Start of INPUT ROWS

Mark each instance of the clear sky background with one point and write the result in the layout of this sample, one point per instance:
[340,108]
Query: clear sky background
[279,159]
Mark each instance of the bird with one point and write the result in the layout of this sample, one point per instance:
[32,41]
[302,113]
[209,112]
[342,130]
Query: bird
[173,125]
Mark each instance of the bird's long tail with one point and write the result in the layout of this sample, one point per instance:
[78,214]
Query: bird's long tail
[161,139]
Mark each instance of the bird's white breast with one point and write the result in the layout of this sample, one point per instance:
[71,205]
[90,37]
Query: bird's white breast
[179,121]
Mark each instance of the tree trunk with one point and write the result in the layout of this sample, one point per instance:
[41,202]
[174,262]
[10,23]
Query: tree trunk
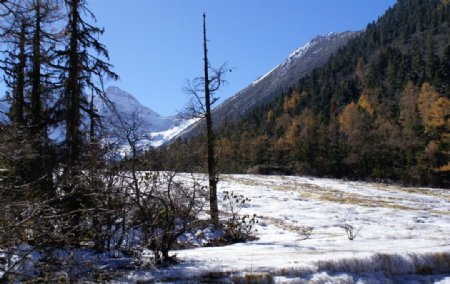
[212,174]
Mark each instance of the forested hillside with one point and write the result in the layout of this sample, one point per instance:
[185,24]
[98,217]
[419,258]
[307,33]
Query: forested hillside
[379,109]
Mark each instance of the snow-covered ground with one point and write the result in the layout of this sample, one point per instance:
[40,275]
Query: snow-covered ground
[403,235]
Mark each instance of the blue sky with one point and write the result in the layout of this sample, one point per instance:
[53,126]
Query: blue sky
[155,45]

End of INPUT ROWS

# DO THIS
Reproduce the lines above as a numbered list, skipping blank lines. Leave out the pictures.

# FULL OUTPUT
1. Mark each instance of the clear sky background with one point and write the result in the layout of this sample, one point per instance:
2. [340,108]
3. Query: clear sky background
4. [279,159]
5. Mark each instance of the bird with one point and write the result in the layout of this sample, one point per instance:
6. [32,41]
7. [302,113]
8. [209,112]
9. [342,130]
10. Query: bird
11. [173,125]
12. Mark each instance of the bird's long tail with one point and write the result in the layout of this sample, one point per instance:
13. [78,214]
14. Query: bird's long tail
15. [161,139]
16. Mark each instance of the bird's white breast with one point and write the result in the layout of this sample, one point per instance:
17. [71,205]
18. [90,37]
19. Query: bird's white breast
20. [179,121]
21. Mark each instance of the tree trunk with one point and write the result in the layout of this sample, one point per instance:
22. [41,202]
23. [174,262]
24. [10,23]
25. Query: tree trunk
26. [212,174]
27. Mark each instance of the forested hillside with one point and write the result in the layout of this sample, one point per instance:
28. [185,24]
29. [98,217]
30. [419,258]
31. [307,33]
32. Query: forested hillside
33. [379,109]
34. Mark each instance of the snow-covered ground with one point and write the result in the layout of this sample, one point per instance:
35. [40,275]
36. Query: snow-covered ground
37. [403,235]
38. Mark each instance of the blue sky with one point and write the result in the layout of this sample, one point per instance:
39. [53,126]
40. Query: blue sky
41. [155,45]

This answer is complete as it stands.